**Stated task:** Edit the review of The Night, starting at the words "The Night is the" and ending after "anything but perfect.", and give that passage again with "otherworldly" changed to "eerie".

The Night was directed by Kourosh Ahari and stars Shahab Hosseini, Kathreen Khavari and Elester Latham.

It Never Ends

The Night Review

If you're a sucker for a solid haunted hotel story, a good foreign-language horror film, or both, then you might want to consider adding The Night to your must-see list. It's not only Kourosh Ahari's Farsi-language directorial debut but also the first American-produced film to receive an Iranian release since the 1979 revolution.

The Night is the story of an ex-pat Iranian couple who find themselves spending a seemingly endless night trapped in an otherworldly hotel. It stars Shahab Hosseini, Niousha Jafarian, Elester Latham, and George Maguire. The film also features many callbacks and homages to classic horror movies with similar themes, including The Shining.

The film opens on married couple Babak and Neda (played by Hosseini and Jafarian, respectively) at a Los Angeles dinner party they're attending with several of their friends. As the night's activities wear on and the couple interacts with one another, it quickly becomes crystal clear that their marriage is anything but perfect.

Eventually, the evening draws to a close. Babak and Neda gather their one-year-old daughter and prepare to drive home. However, getting home naturally isn't going to be quite that simple. Not only does Babak have a toothache, but he's also quite drunk. When the couple's GPS also mysteriously isn't working correctly, they decide to spend the night at a nearby hotel and continue their journey in the morning.

Of course, the Hotel Normandie turns out to be anything but ordinary, which becomes apparent from the moment the family steps onto the premises. For instance, they pass a strange, babbling homeless man (Latham) on their way into the hotel. They're also greeted by an ominous desk clerk (Maguire) once inside. Things don't get much better once they've checked in, either.

There are plenty of things going bump in the night here, and it eventually turns out that the hotel has a twisted past. Some strange, supernatural force also appears to be bringing to light the many secrets both Babak and Neda have kept hidden throughout their troubled marriage.

The Night isn't a big-budget film, but that's not something you'll be aware of as a viewer. Ahari proves that he can make a significant impact with very little, steeping his film in atmosphere, suspense, and tension. Top-notch performances -- especially from Hosseini and Jafarian as the two leads -- round things out nicely and keep the film engaging. George Maguire also deserves a shout-out. His role is minor and his actual screen time limited, but he makes a massive impression while he is on screen, adding much to the creep factor of the mysterious hotel.

**Source material:**
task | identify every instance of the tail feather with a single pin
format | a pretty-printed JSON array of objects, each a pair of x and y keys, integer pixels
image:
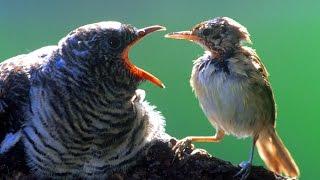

**Solution to the problem:**
The Night is the story of an ex-pat Iranian couple who find themselves spending a seemingly endless night trapped in an eerie hotel. It stars Shahab Hosseini, Niousha Jafarian, Elester Latham, and George Maguire. The film also features many callbacks and homages to classic horror movies with similar themes, including The Shining.

The film opens on married couple Babak and Neda (played by Hosseini and Jafarian, respectively) at a Los Angeles dinner party they're attending with several of their friends. As the night's activities wear on and the couple interacts with one another, it quickly becomes crystal clear that their marriage is anything but perfect.